- Directions -
Rewrite the part of the material that opens with the line containing "the grey sneaker." and closes with the end of the material, requests included, multiplying every coordinate in the answers by 2.1 and rounding to whole numbers, halves up. Leave the requests unchanged, and give only that part.

- Task data -

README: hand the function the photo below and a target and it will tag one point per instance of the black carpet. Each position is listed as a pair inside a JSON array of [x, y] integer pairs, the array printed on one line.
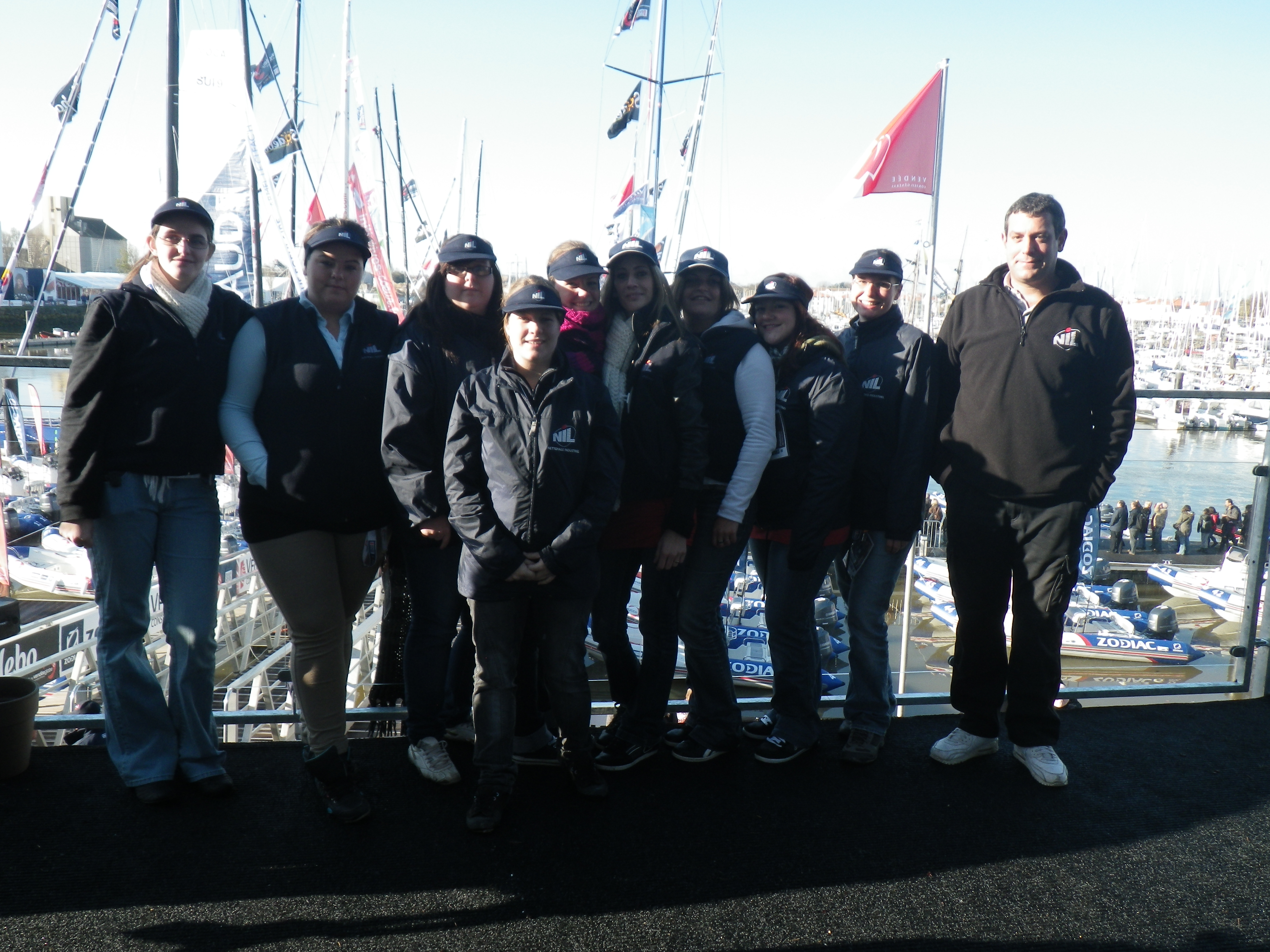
[[1159, 843]]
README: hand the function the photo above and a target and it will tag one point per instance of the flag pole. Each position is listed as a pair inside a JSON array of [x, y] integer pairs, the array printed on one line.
[[79, 184], [935, 195], [7, 276]]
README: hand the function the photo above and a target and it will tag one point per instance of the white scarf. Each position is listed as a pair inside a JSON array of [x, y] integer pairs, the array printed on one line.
[[190, 305], [619, 351]]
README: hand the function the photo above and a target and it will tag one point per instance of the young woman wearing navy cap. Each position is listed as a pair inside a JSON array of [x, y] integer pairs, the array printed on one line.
[[533, 471], [453, 333], [652, 371], [303, 414], [801, 511], [139, 450], [738, 397]]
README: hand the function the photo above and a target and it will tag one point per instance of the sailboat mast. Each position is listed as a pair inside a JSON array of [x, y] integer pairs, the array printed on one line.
[[406, 244], [173, 93], [295, 115], [349, 56], [481, 163], [657, 117], [384, 177], [258, 286]]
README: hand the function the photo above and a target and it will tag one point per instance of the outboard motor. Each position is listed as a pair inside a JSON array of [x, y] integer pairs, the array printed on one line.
[[1162, 623], [1101, 572], [1125, 594], [50, 508]]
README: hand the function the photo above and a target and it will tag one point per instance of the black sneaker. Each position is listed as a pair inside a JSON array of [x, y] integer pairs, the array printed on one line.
[[862, 747], [760, 729], [695, 752], [487, 809], [621, 757], [340, 794], [677, 735], [546, 756], [778, 751], [585, 776]]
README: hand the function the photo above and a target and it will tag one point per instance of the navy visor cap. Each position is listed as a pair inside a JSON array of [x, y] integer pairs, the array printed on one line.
[[575, 263], [634, 245], [534, 298], [704, 257], [466, 248], [338, 234], [182, 206], [879, 262], [775, 287]]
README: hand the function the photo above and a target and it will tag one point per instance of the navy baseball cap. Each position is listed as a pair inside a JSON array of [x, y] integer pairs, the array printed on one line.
[[879, 262], [466, 248], [704, 257], [634, 245], [575, 263], [777, 287], [534, 298], [340, 234], [182, 206]]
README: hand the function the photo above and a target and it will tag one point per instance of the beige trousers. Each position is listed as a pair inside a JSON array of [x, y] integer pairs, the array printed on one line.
[[318, 580]]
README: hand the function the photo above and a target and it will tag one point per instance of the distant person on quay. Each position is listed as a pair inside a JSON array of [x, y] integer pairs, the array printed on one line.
[[139, 450], [893, 366], [1118, 525], [1039, 408], [303, 412]]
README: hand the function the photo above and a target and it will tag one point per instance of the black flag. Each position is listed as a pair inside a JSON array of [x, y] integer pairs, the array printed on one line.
[[284, 144], [630, 111], [267, 70], [68, 97]]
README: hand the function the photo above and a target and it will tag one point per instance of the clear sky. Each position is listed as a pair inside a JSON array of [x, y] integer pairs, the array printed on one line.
[[1146, 120]]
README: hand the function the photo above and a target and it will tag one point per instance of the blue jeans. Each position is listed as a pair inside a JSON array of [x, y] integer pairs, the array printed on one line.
[[870, 700], [152, 739], [792, 639], [713, 707], [435, 657], [498, 629]]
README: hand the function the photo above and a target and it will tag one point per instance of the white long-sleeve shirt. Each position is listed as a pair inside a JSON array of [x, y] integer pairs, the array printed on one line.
[[756, 397]]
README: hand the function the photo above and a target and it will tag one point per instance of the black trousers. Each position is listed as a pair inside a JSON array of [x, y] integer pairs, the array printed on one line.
[[994, 548]]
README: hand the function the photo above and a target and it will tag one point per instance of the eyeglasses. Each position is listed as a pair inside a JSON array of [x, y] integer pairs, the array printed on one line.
[[195, 244], [478, 270]]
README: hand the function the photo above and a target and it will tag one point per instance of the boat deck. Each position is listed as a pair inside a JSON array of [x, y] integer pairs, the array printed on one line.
[[1159, 843]]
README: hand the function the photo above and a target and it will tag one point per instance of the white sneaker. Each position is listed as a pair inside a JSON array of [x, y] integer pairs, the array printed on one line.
[[465, 733], [432, 761], [959, 747], [1043, 765]]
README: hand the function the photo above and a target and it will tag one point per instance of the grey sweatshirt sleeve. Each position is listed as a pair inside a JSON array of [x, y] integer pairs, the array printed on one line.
[[756, 397], [238, 406]]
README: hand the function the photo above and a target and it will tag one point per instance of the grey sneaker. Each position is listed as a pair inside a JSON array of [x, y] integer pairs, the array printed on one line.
[[862, 747], [959, 747], [1043, 765], [434, 762]]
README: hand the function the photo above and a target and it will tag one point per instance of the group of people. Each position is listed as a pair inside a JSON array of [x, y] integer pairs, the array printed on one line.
[[522, 454], [1145, 525]]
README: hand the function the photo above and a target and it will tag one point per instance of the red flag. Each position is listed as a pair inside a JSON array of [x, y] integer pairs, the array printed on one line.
[[379, 263], [902, 159]]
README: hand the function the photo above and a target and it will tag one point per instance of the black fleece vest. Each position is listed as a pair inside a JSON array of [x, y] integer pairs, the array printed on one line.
[[723, 350], [320, 426]]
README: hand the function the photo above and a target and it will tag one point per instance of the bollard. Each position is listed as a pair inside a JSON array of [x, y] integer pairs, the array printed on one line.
[[20, 700]]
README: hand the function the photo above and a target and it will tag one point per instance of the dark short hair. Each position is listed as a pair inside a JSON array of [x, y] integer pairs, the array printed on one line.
[[1038, 204]]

- Response -
README: hand the function the photo above and a target and it will tag one point per instance of the grey sneaker. Each position is listed as a pair inside a JSON array of [x, y] integer pairs, the array printed on one line.
[[1810, 1569], [2014, 1569], [2190, 1607], [911, 1600]]
README: hand the function the photo above and a target and it will tag one point per instance of the group of people. Each position is listed as a pair inside a JSON array of [x, y] integer pairs, the array printed on one line.
[[1096, 953], [2405, 1103]]
README: hand the function the photo above and a target and it will tag one point per instance of the red flag. Each position is listed as a pair inside a JSON array of [x, y] integer pairs, the array printed on one line.
[[796, 552], [1894, 334]]
README: hand the function the photo above and a target and it will tag one point per instance of the black fleece vest. Each position is listed as a pair inside a JSON array of [x, y] integer pairs, the array printed on one line.
[[1518, 735], [672, 895]]
README: hand the function the photo above and a target and it will tag one point per instance of the bollard. Each position is listed as a pair inside a JSON array of [x, y] integer pairs, the array printed on one line.
[[42, 1470]]
README: hand the function the photo above and a target and it will tag one point per instance of the dark short hair. Each position is listed as a pair inside a JSON array of [x, y] integer pairs, the array printed on one line.
[[2180, 428]]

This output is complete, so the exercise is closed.